Dataset items:
▼

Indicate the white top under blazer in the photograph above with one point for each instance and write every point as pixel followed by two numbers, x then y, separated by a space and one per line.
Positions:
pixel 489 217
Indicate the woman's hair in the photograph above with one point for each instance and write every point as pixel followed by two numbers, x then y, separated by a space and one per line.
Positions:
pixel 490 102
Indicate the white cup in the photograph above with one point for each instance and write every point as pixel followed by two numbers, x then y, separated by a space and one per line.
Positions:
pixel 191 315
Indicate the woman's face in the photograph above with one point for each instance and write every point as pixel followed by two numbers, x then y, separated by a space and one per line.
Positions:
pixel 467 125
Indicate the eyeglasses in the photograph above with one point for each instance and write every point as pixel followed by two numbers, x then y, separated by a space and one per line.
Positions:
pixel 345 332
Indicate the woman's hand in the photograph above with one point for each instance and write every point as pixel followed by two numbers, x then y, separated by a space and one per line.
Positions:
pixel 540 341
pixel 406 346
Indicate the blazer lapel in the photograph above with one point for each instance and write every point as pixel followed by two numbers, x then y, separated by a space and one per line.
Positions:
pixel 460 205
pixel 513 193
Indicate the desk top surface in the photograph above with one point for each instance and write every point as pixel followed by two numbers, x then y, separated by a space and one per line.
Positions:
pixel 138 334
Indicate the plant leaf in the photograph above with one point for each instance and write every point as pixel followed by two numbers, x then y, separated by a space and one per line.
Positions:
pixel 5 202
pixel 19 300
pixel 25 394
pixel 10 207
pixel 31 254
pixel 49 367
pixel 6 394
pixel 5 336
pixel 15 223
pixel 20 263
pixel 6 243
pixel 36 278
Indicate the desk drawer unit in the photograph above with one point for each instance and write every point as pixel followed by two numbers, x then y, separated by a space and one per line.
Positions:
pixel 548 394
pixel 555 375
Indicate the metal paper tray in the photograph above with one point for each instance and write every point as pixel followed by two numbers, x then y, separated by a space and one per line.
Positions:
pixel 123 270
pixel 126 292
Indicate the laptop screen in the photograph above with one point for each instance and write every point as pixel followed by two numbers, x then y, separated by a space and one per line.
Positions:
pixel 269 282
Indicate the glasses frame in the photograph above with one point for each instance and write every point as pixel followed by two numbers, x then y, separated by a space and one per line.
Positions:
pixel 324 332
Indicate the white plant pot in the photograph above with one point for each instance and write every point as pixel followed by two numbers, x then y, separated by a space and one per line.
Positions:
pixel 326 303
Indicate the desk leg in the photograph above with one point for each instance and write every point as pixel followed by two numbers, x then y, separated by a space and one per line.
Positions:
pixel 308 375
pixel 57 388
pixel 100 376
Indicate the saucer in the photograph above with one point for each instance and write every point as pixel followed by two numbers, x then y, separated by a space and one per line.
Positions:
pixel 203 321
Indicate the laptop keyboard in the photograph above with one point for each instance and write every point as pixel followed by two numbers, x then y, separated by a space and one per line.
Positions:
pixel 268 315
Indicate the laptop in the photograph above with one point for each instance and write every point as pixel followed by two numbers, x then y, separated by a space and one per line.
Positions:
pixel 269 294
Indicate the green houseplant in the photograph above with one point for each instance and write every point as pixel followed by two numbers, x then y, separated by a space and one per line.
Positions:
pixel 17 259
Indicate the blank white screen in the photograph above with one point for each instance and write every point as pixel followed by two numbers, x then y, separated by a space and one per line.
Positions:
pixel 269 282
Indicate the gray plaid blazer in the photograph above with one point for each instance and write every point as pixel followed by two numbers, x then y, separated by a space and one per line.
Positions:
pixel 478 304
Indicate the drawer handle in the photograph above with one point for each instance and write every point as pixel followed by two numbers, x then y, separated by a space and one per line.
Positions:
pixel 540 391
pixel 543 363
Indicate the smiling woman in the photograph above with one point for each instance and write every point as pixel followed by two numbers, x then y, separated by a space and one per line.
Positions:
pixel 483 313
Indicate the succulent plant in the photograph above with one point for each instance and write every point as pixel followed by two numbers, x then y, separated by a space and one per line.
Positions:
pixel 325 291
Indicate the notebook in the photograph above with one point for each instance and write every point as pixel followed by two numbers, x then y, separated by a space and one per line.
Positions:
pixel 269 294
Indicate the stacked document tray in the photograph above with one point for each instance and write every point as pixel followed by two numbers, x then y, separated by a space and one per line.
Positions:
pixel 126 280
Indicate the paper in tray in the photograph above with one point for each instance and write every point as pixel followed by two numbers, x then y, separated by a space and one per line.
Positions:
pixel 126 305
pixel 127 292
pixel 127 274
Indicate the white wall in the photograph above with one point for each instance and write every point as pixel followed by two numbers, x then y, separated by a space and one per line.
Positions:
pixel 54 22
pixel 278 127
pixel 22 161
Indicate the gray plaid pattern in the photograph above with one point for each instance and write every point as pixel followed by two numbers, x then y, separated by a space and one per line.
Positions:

▲

Aim of the exercise: Word for word, write out each of the records shown above.

Response:
Indicate the white top under blazer in the photograph above with one point for each instance and write every point as pixel followed by two numbers, x then y, separated by a space and one per line.
Positions:
pixel 489 217
Indicate the woman's hair in the photograph above with one point for each instance and write every point as pixel followed by two numbers, x then y, separated by a space and one per line.
Positions:
pixel 490 102
Indicate the white cup in the photograph above with one point for each instance and write every point as pixel followed by two numbers, x then y, separated by a space and one per line.
Positions:
pixel 191 315
Indicate the woman's face in the photograph above with one point for each instance and write every point as pixel followed by two numbers, x then y, separated by a space and one per line.
Positions:
pixel 467 125
Indicate the eyeglasses in the photograph above with one point for each instance and write every point as pixel followed by two numbers, x then y, separated by a space and one per line.
Positions:
pixel 345 332
Indicate the woman's hand in the photograph above with one point for each instance and write every point as pixel followed by two numbers, x then y, separated by a space and one per line.
Positions:
pixel 540 341
pixel 406 346
Indicate the blazer lapel in the photograph above with one point for each instance and write every point as pixel followed by two numbers, x then y, separated by a space and one per line.
Positions:
pixel 460 205
pixel 513 193
Indicate the desk top surface in the photograph above with one point for each instance and write every point as pixel followed by two numbers, x then y, separated by a space and one per line.
Positions:
pixel 138 334
Indicate the plant leaf in the photograph above with one point for each instance and write every point as pixel followed by two numbers, x then y, separated by a space and one per line.
Positions:
pixel 5 202
pixel 19 300
pixel 25 394
pixel 10 207
pixel 31 254
pixel 49 367
pixel 6 394
pixel 5 336
pixel 15 223
pixel 20 263
pixel 6 243
pixel 36 278
Indicate the desk drawer unit in the photograph above with one point for each instance and write every point as pixel followed by two numbers, x then y, separated by a space and one per line.
Positions:
pixel 548 394
pixel 555 375
Indicate the metal paper tray in the photograph above with one point for each instance and write every point as pixel followed by two numbers, x then y, separated by a space and one per line.
Positions:
pixel 123 270
pixel 126 292
Indicate the laptop screen in the photograph above with one point for each instance and write every point as pixel followed by two numbers, x then y, separated by a space and one per line.
Positions:
pixel 269 282
Indicate the glasses frame in the photograph above with one point for each instance and write every point as pixel followed by two numbers, x then y, separated by a space and one per line.
Positions:
pixel 324 332
Indicate the white plant pot in the photograph above with one point for each instance and write every point as pixel followed by two numbers, x then y, separated by a space and one per line.
Positions:
pixel 326 303
Indicate the desk leg in the photograph above with one point for each instance and write every point as pixel followed by two numbers, x then y, separated by a space and one per line.
Positions:
pixel 308 375
pixel 57 388
pixel 100 376
Indicate the saucer in the photograph above with one point for each instance and write every point as pixel followed by two numbers, x then y, separated by a space and one per line.
Positions:
pixel 203 321
Indicate the laptop keyboard in the photograph above with one point for each instance and write every point as pixel followed by two numbers, x then y, separated by a space and one per line.
Positions:
pixel 268 315
Indicate the laptop in the photograph above with one point for each instance and write every point as pixel followed by two numbers, x then y, separated by a space and one per line.
Positions:
pixel 269 294
Indicate the green houseplant in the photograph above with one point for each instance and write every point as pixel followed by two numbers, x then y, separated by a space and one per line.
Positions:
pixel 17 259
Indicate the blank white screen in the photograph above with one point for each instance and write every point as pixel followed by two numbers, x then y, separated by a space and one per line.
Positions:
pixel 269 282
Indicate the gray plaid blazer in the photograph above with one point for each instance and write every point as pixel followed by two numbers, x then y, separated by a space and one per line.
Positions:
pixel 478 304
Indicate the drawer handle in the photograph above with one point for each instance and write every point as pixel followed by two numbers, x then y, separated by a space and one per line.
Positions:
pixel 540 391
pixel 543 363
Indicate the smiling woman in the photograph above with one point for each instance and write every point as pixel followed by two numbers, x then y, separated by a space and one per line.
Positions:
pixel 483 313
Indicate the succulent plant in the photograph above with one point for each instance and write every point as pixel followed by two numbers, x then y, separated by a space and one per line.
Positions:
pixel 325 291
Indicate the notebook in the photograph above with one point for each instance and write every point as pixel followed by two numbers, x then y, separated by a space and one per line.
Positions:
pixel 269 294
Indicate the stacked document tray in the photograph above with one point for each instance and write every point as pixel followed by two numbers, x then y, separated by a space and one per line.
Positions:
pixel 126 280
Indicate the paper in tray in the photograph above with one point for each instance and write every point as pixel followed by two numbers, x then y, separated by a space and one per line.
Positions:
pixel 126 305
pixel 127 292
pixel 127 274
Indicate the white wall in the photograph above with one point for each instance and write every point as pixel followed by two numbers, x then y, separated by a space and one per line.
Positions:
pixel 54 22
pixel 278 127
pixel 22 161
Indicate the gray plaid pattern in the photograph above with one point for each instance and write every point as pixel followed by two numbers, x then y, separated by a space and one per line.
Positions:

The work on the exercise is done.